À faire:
a – D'après le texte sur le combat de Camerone, quel ouvrage l'auteur a-t-il pris comme référence ?
b – Dans le texte sur le combat de Camerone, recopiez le passage qui commence par « Le combat de CAMERONE, son » et va jusqu'à « pourrait convenir ? ».

Texte fourni:
----------------------------------------

Le combat de CAMERONE, son récit, bien sûr, tout le monde connaît. Mais, qu’en est-il vraiment ?
Ce récit d’une bataille de titans, lu dans toutes les Unités, dans tous les Détachements, dans toutes les Amicales de la Légion Étrangère, où qu’ils soient de par le monde, quelles que soient les conditions, mérite une attention particulière.
Il convient d’en connaître le contexte, ce qui permet de comprendre que le combat de CAMERONE est celui d’Hommes, faits de chair et de sang, de Soldats étrangers au Service de la FRANCE, ayant choisi de Servir avec Honneur et Fidélité, jusqu’au sacrifice suprême, si nécessaire...
Cela ne peut pas être un simple récit, comme il en est fait tous les jours dans tous les organes de presse.
Non, car il s’agit d’une véritable chanson de geste. (1)
Le thème musical ne peut être ici que « le Boudin ». Quel autre pourrait convenir ?
Pour lire ce texte, il conviendrait donc que vous « entendiez cette marche légendaire ». Je vais essayer de vous raconter cette geste.
Pour cela, j’ai utilisé LA référence en la matière : le Livre d’Or de la Légion Étrangère, pièce exceptionnelle parmi les ouvrages qui constituent ma bibliothèque. (2)
Début de citation du Livre d'Or…
CONTEXTE HISTORIQUE
C’est celui de l’expédition du MEXIQUE, voulue par l’empereur Napoléon III, alors que des Français avaient à souffrir de la guerre civile dans laquelle étaient impliqués les partisans de JUAREZ... Mais, d’après les historiens, la véritable justification de l ‘expédition du Mexique a été « l’intention de Napoléon III de réaliser l’union des races latines contre l’expansion des États-Unis ».

----------------------------------------

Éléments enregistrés

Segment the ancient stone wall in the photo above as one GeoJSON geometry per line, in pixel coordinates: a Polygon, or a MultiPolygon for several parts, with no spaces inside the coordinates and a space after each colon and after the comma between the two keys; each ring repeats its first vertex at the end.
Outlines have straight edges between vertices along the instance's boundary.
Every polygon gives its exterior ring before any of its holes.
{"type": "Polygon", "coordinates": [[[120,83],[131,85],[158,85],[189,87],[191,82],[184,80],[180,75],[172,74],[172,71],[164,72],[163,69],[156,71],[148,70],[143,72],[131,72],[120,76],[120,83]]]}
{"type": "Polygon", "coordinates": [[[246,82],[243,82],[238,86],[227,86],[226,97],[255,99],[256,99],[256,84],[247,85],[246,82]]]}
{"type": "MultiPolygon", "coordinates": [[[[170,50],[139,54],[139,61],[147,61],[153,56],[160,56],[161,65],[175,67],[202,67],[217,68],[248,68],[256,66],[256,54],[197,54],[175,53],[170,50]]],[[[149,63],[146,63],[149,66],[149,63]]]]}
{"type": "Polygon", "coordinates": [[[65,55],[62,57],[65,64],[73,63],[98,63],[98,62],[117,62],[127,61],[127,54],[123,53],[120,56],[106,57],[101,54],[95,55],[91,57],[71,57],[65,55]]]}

----------------------------------------

Corrigé:
a – Le Livre d'Or de la Légion Étrangère.

b –
Le combat de CAMERONE, son récit, bien sûr, tout le monde connaît. Mais, qu’en est-il vraiment ?
Ce récit d’une bataille de titans, lu dans toutes les Unités, dans tous les Détachements, dans toutes les Amicales de la Légion Étrangère, où qu’ils soient de par le monde, quelles que soient les conditions, mérite une attention particulière.
Il convient d’en connaître le contexte, ce qui permet de comprendre que le combat de CAMERONE est celui d’Hommes, faits de chair et de sang, de Soldats étrangers au Service de la FRANCE, ayant choisi de Servir avec Honneur et Fidélité, jusqu’au sacrifice suprême, si nécessaire...
Cela ne peut pas être un simple récit, comme il en est fait tous les jours dans tous les organes de presse.
Non, car il s’agit d’une véritable chanson de geste. (1)
Le thème musical ne peut être ici que « le Boudin ». Quel autre pourrait convenir ?